- [Input records]:

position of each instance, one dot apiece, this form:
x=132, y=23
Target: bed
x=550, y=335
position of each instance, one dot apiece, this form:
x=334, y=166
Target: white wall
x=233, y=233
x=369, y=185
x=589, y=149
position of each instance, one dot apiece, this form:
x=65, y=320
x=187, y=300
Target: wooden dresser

- [Aim of the exercise]: When you copy the material, keep every line exactly as it stands.

- [Task result]:
position of each instance, one dot apiece, this form:
x=132, y=23
Target: bed
x=550, y=335
position of each instance, one dot apiece, this form:
x=334, y=166
Target: white wall
x=233, y=233
x=369, y=185
x=589, y=149
position of each instance, one dot apiece, this form:
x=65, y=320
x=187, y=300
Target: wooden dresser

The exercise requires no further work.